BRIEF:
Rewrite the material below, swapping each "tag" for "label" and changing nothing else.

INFORMATION SHOWN:
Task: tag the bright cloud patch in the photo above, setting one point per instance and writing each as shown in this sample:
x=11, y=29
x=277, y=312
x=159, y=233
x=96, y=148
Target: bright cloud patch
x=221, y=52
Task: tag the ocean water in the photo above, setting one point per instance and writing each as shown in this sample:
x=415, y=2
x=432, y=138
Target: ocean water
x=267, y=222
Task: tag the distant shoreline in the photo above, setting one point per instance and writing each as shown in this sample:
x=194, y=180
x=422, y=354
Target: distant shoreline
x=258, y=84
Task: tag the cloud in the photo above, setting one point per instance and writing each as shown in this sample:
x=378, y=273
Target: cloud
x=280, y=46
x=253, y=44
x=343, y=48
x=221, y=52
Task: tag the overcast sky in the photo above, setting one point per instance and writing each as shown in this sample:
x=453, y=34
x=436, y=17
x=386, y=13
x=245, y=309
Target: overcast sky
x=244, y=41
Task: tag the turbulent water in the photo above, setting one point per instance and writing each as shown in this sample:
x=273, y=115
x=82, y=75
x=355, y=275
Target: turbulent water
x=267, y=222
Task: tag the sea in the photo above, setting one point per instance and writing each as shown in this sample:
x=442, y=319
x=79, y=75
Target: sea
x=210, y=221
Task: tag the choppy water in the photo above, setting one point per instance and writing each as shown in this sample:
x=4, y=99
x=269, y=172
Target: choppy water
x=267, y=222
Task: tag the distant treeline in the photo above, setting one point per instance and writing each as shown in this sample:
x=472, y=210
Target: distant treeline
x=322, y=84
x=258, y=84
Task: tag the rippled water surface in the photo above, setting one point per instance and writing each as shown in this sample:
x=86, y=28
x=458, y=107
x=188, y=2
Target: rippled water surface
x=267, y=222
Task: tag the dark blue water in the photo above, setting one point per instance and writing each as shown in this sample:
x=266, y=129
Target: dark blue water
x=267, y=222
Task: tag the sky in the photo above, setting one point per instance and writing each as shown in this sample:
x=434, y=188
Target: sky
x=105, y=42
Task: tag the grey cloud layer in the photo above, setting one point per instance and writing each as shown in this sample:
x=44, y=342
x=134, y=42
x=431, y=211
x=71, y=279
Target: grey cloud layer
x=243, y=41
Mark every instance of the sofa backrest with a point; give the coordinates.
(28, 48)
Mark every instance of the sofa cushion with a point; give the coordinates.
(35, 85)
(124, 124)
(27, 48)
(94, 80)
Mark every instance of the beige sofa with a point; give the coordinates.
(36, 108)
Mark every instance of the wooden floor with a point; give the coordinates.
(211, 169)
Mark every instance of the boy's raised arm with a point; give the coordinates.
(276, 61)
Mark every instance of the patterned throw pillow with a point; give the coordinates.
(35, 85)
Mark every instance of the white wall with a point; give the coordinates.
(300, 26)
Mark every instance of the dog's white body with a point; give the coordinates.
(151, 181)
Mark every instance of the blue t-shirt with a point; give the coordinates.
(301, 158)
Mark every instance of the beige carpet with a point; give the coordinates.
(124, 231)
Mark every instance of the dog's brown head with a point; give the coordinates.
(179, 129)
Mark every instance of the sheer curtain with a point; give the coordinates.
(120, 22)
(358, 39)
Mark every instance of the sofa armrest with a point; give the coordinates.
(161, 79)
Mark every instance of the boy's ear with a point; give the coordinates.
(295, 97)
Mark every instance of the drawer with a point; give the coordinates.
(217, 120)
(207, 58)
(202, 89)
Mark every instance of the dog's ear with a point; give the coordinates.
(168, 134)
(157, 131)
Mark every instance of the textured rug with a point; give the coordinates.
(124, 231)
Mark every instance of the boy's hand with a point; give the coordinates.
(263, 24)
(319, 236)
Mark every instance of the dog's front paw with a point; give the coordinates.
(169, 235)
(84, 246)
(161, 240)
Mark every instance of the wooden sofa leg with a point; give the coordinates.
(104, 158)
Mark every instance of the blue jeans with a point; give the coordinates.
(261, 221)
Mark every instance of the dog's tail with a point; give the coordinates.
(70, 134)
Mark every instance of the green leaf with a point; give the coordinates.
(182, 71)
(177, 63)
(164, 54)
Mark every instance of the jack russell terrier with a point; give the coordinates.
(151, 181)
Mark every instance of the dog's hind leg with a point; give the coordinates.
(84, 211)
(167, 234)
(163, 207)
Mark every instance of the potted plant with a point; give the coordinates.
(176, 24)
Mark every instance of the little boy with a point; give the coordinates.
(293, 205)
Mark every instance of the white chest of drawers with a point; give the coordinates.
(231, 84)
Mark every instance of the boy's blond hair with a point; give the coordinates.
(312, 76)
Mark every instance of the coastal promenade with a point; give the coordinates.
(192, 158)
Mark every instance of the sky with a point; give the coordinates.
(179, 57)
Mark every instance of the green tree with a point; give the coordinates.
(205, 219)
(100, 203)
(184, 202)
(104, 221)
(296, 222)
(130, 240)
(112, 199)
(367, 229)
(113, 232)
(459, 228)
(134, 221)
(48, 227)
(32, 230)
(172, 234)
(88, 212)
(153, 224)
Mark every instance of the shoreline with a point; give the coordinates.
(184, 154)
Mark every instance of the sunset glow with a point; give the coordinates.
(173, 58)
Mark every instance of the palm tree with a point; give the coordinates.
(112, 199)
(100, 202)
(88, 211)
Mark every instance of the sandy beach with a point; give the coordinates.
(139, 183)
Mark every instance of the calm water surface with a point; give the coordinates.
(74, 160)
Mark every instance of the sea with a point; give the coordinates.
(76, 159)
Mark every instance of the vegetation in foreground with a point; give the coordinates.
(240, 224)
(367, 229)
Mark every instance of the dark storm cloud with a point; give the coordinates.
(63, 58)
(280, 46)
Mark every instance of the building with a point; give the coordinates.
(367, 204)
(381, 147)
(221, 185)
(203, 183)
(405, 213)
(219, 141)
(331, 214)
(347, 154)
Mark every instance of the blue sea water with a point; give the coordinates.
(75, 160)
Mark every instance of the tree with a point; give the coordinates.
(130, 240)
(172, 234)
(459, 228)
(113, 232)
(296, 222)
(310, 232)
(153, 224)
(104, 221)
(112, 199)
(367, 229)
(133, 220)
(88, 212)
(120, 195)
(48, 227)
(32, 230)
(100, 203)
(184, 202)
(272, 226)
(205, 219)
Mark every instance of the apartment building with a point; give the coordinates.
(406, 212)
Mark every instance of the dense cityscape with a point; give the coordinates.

FULL RESPONSE:
Task: label the bright cloud patch in the photo above, setting one point per instance and writing each as shown in this sample:
x=11, y=29
x=277, y=312
x=159, y=233
x=96, y=148
Target: bright cloud patch
x=221, y=52
Task: label the ocean water in the photo above, setting one point per instance and writing each as shown in this sample:
x=415, y=2
x=432, y=138
Target: ocean water
x=267, y=222
Task: label the distant shoreline in the photo above, setting one point per instance and writing each as shown in this sample:
x=194, y=180
x=422, y=354
Target: distant shoreline
x=258, y=84
Task: label the cloud in the photo above, setting one point per instance and writing each as shown in this sample:
x=378, y=273
Target: cloud
x=280, y=46
x=253, y=44
x=343, y=48
x=221, y=52
Task: label the overcast sky in the photo above, setting one point per instance and writing each as shown in this sample:
x=453, y=34
x=436, y=17
x=386, y=13
x=245, y=309
Target: overcast sky
x=244, y=41
Task: label the turbulent water in the photo above, setting one point per instance and writing each as shown in this sample:
x=273, y=115
x=82, y=75
x=355, y=275
Target: turbulent water
x=267, y=222
Task: label the sea in the photo above, setting one point per instance and writing each as shown in this sample:
x=442, y=319
x=79, y=75
Target: sea
x=210, y=221
Task: label the choppy water in the photo above, setting one point per instance and writing each as shown in this sample:
x=4, y=99
x=269, y=172
Target: choppy water
x=267, y=222
Task: label the distant treeline in the photo above, setting one point per instance and writing each as shown in this sample:
x=472, y=210
Target: distant treeline
x=322, y=84
x=258, y=84
Task: label the rippled water surface in the photo above, setting one point per instance and writing each as shown in this sample:
x=86, y=28
x=458, y=107
x=188, y=2
Target: rippled water surface
x=267, y=222
Task: label the dark blue water in the photo above, setting one point per instance and writing each as shown in this sample:
x=266, y=129
Target: dark blue water
x=267, y=222
Task: label the sky in the photo above, setting one point per instance and writing each as shown in this sample:
x=434, y=188
Target: sky
x=105, y=42
Task: label the grey cloud layer in the photo above, setting one point per instance and writing each as shown in this sample:
x=44, y=342
x=134, y=42
x=431, y=211
x=71, y=279
Target: grey cloud layer
x=243, y=41
Mark every instance of the sofa backrest with a point; give the coordinates.
(28, 48)
Mark every instance of the sofa cushion with a point; give the coordinates.
(35, 85)
(124, 124)
(27, 48)
(94, 80)
Mark every instance of the beige sofa with a point; give the coordinates.
(36, 108)
Mark every instance of the wooden floor with a point; give the coordinates.
(211, 169)
Mark every instance of the boy's raised arm with a point; give the coordinates.
(276, 61)
Mark every instance of the patterned throw pillow with a point; give the coordinates.
(35, 85)
Mark every instance of the white wall with a point; give the coordinates.
(300, 26)
Mark every instance of the dog's white body with a point; give the coordinates.
(151, 181)
Mark every instance of the blue t-shirt with a point; give the coordinates.
(301, 158)
Mark every instance of the beige carpet with a point; give the coordinates.
(124, 231)
Mark every instance of the dog's brown head with a point; give the coordinates.
(179, 129)
Mark every instance of the sheer curtain with a point; give the coordinates.
(120, 22)
(358, 39)
Mark every instance of the sofa armrest with a point; give the coordinates.
(161, 79)
Mark every instance of the boy's ear with a point; give the coordinates.
(295, 97)
Mark every instance of the drawer with a point; give the coordinates.
(217, 120)
(207, 58)
(202, 89)
Mark every instance of the dog's ear with a point; give the coordinates.
(168, 134)
(157, 131)
Mark every instance of the textured rug with a point; give the coordinates.
(124, 231)
Mark every instance of the boy's hand with a point; give the coordinates.
(263, 24)
(319, 236)
Mark every instance of the dog's front paw with a point; give the coordinates.
(169, 235)
(84, 246)
(161, 240)
Mark every instance of the wooden sofa leg with a point; give the coordinates.
(104, 158)
Mark every instance of the blue jeans with a point; give the coordinates.
(261, 221)
Mark every instance of the dog's tail with a point; give the coordinates.
(70, 134)
Mark every instance of the green leaf with a point; give the coordinates.
(182, 71)
(177, 63)
(164, 54)
Mark every instance of the jack russell terrier with a point; give the coordinates.
(151, 181)
Mark every instance of the dog's hind leg with a point; give the coordinates.
(84, 211)
(167, 234)
(163, 207)
Mark every instance of the potted plant with a point; give the coordinates.
(176, 24)
Mark every instance of the little boy with a point; give the coordinates.
(293, 205)
Mark every instance of the white chest of drawers with a point; give the coordinates.
(231, 84)
Mark every instance of the boy's blond hair with a point; give the coordinates.
(312, 76)
Mark every instance of the coastal promenade with a point; give the coordinates.
(192, 158)
Mark every instance of the sky with a point; give the coordinates.
(179, 57)
Mark every instance of the green tree with a point; give the coordinates.
(205, 219)
(100, 203)
(184, 202)
(104, 221)
(296, 222)
(130, 240)
(112, 199)
(367, 229)
(113, 232)
(459, 228)
(134, 221)
(48, 227)
(32, 230)
(172, 234)
(88, 212)
(153, 224)
Mark every instance of the shoreline with a point; give the coordinates.
(184, 154)
Mark every instance of the sunset glow with a point; give the coordinates.
(173, 58)
Mark every instance of the palm tree with a point; give the coordinates.
(112, 199)
(100, 202)
(88, 211)
Mark every instance of the sandy beach with a point; give the coordinates.
(139, 183)
Mark every instance of the calm water surface with a point; give the coordinates.
(74, 160)
Mark every instance of the sea with a point; give the coordinates.
(76, 159)
Mark every instance of the vegetation in foreground with a point; give the coordinates.
(240, 224)
(367, 229)
Mark every instance of the dark storm cloud with a point; give the coordinates.
(63, 58)
(280, 46)
Mark every instance of the building with a point; give the coordinates.
(367, 204)
(381, 147)
(221, 185)
(203, 183)
(405, 213)
(219, 141)
(331, 214)
(347, 154)
Mark every instance of the blue sea water with a point; give the coordinates.
(75, 160)
Mark every instance of the tree with a point; give the coordinates.
(130, 240)
(172, 234)
(459, 228)
(113, 232)
(296, 222)
(310, 232)
(153, 224)
(104, 221)
(112, 199)
(367, 229)
(133, 220)
(88, 212)
(120, 195)
(48, 227)
(32, 230)
(100, 203)
(184, 202)
(272, 226)
(205, 219)
Mark every instance of the apartment building with a point; give the coordinates.
(406, 212)
Mark every instance of the dense cityscape with a point; give the coordinates.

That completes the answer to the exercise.